◆ 課題 a:
法人の設立を扱った読解文から、「社団法人の設立には、理事1名」で始まり「の設立期間が必要となります。」に至るまでの箇所を、一字一句違えずに書き写しなさい。

◆ 読解文:
+-------+
福祉・保険・教育や環境分野、情報や科学技術分野も含まれるため、広範囲の活動を網羅しているとは思いますが、NPO法人を検討する場合には、事業内容がこの分野にあてはまるのか調査が必要です。

設立の手続き・期間・費用・必要人数の違い

社団法人の設立には、理事1名と社員2名以上が必要です。そして、設立の手続きでは、2名以上で定款の作成を行い、公証役場で定款の認証を受け、設立登記が完了します。設立にかかる費用は、自分ですべて書類を作成する場合で、登録免許税と定款認証に約10万円かかります。そして、設立が認められるまで約1~4週間の期間が必要です。

NPO法人の設立には、理事3名の他監事1名、社員も10名以上必要となります。本来、政府が決めた特定の非営利事業について、法人格を与えることを目的として始まった法人ですので、活動の基盤があるという前提のもとに、定められたと考えられます。
費用面では、設立時の登録免許税が免除されていることから、設立時の書類作成などを自分で行うと、0円で始めることも可能です。社団法人と違い、審査などに時間がかかることから、4カ月ほどの設立期間が必要となります。
+-------+
◆ 元データ:
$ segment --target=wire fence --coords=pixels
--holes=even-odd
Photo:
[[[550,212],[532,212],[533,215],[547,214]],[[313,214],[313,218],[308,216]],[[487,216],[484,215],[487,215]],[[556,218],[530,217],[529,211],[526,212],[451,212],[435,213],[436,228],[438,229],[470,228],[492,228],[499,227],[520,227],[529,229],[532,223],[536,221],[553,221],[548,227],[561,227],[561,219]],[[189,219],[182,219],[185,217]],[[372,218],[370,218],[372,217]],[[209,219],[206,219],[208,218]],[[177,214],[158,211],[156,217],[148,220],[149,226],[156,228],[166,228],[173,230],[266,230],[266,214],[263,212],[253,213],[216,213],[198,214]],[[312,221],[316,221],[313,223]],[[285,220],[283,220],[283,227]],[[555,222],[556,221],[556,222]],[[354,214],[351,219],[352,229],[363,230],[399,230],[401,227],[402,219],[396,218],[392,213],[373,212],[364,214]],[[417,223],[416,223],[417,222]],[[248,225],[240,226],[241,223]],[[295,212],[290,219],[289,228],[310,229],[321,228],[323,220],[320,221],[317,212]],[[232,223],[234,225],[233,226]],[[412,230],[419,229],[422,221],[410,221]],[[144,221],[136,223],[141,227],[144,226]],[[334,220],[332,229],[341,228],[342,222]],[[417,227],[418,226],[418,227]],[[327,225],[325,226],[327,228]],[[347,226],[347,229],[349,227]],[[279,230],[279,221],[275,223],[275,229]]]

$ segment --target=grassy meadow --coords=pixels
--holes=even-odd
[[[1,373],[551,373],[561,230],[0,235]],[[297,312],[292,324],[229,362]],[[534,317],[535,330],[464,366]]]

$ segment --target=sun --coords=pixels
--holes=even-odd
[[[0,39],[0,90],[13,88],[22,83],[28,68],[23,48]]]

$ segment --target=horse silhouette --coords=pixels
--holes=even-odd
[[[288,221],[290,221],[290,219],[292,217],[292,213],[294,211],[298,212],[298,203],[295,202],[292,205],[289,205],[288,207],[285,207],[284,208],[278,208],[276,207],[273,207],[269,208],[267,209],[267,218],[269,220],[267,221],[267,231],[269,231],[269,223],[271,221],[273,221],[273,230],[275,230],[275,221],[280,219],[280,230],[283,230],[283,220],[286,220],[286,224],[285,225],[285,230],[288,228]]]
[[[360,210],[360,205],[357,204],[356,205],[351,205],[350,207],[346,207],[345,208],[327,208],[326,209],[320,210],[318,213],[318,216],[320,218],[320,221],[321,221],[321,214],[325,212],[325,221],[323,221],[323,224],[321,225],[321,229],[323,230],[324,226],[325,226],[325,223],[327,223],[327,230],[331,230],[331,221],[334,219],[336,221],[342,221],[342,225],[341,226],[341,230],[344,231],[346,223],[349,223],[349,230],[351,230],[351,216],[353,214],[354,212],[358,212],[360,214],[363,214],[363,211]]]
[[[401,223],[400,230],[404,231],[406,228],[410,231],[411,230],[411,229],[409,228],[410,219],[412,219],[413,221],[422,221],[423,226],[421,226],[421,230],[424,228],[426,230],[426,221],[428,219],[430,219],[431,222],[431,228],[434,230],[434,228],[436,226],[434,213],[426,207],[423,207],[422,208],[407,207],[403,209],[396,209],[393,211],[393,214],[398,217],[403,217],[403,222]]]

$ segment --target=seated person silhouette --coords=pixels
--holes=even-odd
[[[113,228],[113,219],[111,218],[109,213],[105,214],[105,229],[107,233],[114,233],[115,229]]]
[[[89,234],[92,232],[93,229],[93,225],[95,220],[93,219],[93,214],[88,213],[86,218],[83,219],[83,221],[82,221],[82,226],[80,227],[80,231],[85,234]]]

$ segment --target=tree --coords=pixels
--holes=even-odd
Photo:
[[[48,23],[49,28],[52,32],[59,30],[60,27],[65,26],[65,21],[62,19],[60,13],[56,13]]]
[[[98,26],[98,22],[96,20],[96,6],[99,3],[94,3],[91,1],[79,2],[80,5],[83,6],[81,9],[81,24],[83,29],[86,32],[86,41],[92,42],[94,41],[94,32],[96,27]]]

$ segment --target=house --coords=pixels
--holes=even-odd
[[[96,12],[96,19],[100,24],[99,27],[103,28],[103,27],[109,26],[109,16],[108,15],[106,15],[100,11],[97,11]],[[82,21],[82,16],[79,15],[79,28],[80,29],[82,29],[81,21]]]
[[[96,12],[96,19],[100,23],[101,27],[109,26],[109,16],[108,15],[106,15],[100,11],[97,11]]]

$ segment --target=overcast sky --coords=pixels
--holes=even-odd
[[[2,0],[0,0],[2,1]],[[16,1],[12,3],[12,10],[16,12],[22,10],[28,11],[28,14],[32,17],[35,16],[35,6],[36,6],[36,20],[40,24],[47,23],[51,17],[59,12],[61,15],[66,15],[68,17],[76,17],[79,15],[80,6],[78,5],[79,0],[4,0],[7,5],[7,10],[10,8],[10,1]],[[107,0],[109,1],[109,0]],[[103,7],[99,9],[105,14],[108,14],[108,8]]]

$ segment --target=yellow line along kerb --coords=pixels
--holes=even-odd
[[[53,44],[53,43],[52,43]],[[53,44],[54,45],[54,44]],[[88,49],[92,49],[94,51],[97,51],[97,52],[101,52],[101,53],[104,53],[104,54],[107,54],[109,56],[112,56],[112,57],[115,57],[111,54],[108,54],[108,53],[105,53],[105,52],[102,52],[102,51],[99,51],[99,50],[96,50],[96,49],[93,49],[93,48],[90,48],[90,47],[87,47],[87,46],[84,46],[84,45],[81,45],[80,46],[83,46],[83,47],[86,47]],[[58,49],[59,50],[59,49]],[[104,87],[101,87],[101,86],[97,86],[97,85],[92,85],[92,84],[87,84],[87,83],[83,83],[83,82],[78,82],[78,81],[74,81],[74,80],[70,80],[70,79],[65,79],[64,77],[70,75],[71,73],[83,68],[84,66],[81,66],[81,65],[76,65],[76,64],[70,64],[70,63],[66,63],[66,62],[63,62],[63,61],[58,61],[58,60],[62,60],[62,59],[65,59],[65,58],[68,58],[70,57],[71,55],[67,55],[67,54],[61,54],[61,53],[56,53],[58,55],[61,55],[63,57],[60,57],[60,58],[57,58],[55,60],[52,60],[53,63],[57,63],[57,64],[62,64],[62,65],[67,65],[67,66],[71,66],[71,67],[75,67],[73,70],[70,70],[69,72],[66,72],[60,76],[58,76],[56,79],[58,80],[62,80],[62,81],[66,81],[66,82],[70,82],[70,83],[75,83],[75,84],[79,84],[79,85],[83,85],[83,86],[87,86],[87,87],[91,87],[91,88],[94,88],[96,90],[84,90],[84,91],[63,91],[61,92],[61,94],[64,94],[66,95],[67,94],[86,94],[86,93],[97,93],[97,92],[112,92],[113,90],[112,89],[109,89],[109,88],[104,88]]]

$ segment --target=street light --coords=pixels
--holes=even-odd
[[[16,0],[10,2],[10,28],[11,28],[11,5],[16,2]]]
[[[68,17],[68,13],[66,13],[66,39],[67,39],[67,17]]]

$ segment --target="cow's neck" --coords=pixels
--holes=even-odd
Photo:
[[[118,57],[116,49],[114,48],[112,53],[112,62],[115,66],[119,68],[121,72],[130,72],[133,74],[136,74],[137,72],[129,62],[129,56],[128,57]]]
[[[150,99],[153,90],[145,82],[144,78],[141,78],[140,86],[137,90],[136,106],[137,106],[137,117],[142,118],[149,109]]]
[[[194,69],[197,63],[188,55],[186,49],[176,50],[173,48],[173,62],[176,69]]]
+-------+
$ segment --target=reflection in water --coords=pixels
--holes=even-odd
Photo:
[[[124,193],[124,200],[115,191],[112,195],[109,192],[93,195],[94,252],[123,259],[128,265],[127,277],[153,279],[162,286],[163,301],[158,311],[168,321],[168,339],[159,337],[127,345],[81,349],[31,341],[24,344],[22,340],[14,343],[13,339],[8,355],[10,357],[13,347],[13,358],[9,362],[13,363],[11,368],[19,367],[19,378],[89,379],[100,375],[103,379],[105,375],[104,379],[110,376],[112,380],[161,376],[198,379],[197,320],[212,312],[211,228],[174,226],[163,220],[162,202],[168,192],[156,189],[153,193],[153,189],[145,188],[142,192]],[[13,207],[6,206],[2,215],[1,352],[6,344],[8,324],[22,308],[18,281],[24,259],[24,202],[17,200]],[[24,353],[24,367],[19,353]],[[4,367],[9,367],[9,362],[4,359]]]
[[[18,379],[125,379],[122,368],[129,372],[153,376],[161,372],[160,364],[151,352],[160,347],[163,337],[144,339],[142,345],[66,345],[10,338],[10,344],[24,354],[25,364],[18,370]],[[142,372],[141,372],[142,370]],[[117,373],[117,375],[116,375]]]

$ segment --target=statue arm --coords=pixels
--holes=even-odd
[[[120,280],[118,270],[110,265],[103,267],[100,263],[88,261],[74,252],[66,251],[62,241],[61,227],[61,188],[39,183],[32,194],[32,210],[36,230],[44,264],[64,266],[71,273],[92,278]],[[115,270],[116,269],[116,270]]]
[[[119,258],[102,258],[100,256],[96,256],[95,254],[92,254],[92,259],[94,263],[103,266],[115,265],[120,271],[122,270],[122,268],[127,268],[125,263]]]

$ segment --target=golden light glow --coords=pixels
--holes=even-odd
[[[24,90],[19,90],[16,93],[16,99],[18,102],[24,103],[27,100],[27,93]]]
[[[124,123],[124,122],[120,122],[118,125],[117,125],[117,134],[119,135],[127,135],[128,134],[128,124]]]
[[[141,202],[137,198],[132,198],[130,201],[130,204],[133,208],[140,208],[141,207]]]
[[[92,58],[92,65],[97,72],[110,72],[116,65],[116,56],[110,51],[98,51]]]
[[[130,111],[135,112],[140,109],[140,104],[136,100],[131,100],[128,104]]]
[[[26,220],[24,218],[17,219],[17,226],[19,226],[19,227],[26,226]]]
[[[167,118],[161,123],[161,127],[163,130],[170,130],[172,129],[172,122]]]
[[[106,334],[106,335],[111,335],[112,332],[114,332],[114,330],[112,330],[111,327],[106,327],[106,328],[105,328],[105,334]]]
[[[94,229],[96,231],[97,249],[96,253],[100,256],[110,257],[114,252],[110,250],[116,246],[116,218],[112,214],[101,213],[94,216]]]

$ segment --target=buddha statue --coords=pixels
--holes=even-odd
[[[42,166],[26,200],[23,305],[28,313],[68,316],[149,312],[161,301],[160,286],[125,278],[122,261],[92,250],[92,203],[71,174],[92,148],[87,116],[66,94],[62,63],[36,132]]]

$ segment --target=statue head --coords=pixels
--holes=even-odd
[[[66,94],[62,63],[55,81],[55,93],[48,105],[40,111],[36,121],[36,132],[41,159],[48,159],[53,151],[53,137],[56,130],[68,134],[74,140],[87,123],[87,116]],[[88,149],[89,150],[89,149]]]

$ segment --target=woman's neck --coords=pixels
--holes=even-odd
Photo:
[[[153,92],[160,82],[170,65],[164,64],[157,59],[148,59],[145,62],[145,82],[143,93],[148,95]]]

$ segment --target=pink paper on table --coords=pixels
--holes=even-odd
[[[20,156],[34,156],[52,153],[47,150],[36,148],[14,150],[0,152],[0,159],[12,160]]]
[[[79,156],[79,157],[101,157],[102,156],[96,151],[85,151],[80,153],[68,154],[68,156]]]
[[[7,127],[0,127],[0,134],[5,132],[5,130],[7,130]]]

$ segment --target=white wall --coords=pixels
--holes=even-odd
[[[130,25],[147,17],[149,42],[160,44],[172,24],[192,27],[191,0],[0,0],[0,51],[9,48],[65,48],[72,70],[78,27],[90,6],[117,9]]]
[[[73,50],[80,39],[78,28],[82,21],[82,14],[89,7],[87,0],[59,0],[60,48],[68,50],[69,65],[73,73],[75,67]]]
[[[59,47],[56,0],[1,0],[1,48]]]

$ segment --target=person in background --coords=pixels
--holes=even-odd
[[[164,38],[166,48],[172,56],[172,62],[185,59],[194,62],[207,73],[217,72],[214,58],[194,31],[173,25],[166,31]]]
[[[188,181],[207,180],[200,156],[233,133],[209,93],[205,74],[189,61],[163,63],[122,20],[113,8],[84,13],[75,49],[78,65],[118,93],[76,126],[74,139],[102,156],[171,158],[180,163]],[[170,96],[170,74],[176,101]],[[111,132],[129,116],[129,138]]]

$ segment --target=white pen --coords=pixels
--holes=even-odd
+-------+
◆ 課題 b:
上に並んだ元データの行のうち、「--target=grassy meadow --coords=pixels」を含む行から「[[[0,39],[0,90],[13,88],[22,83],[28,68],[23,48]]]」を含む行までを、両端の行も含めて一字一句そのまま再現しなさい。

◆ 模範解答 a:
社団法人の設立には、理事1名と社員2名以上が必要です。そして、設立の手続きでは、2名以上で定款の作成を行い、公証役場で定款の認証を受け、設立登記が完了します。設立にかかる費用は、自分ですべて書類を作成する場合で、登録免許税と定款認証に約10万円かかります。そして、設立が認められるまで約1~4週間の期間が必要です。

NPO法人の設立には、理事3名の他監事1名、社員も10名以上必要となります。本来、政府が決めた特定の非営利事業について、法人格を与えることを目的として始まった法人ですので、活動の基盤があるという前提のもとに、定められたと考えられます。
費用面では、設立時の登録免許税が免除されていることから、設立時の書類作成などを自分で行うと、0円で始めることも可能です。社団法人と違い、審査などに時間がかかることから、4カ月ほどの設立期間が必要となります。

◆ 模範解答 b:
$ segment --target=grassy meadow --coords=pixels
--holes=even-odd
[[[1,373],[551,373],[561,230],[0,235]],[[297,312],[292,324],[229,362]],[[534,317],[535,330],[464,366]]]

$ segment --target=sun --coords=pixels
--holes=even-odd
[[[0,39],[0,90],[13,88],[22,83],[28,68],[23,48]]]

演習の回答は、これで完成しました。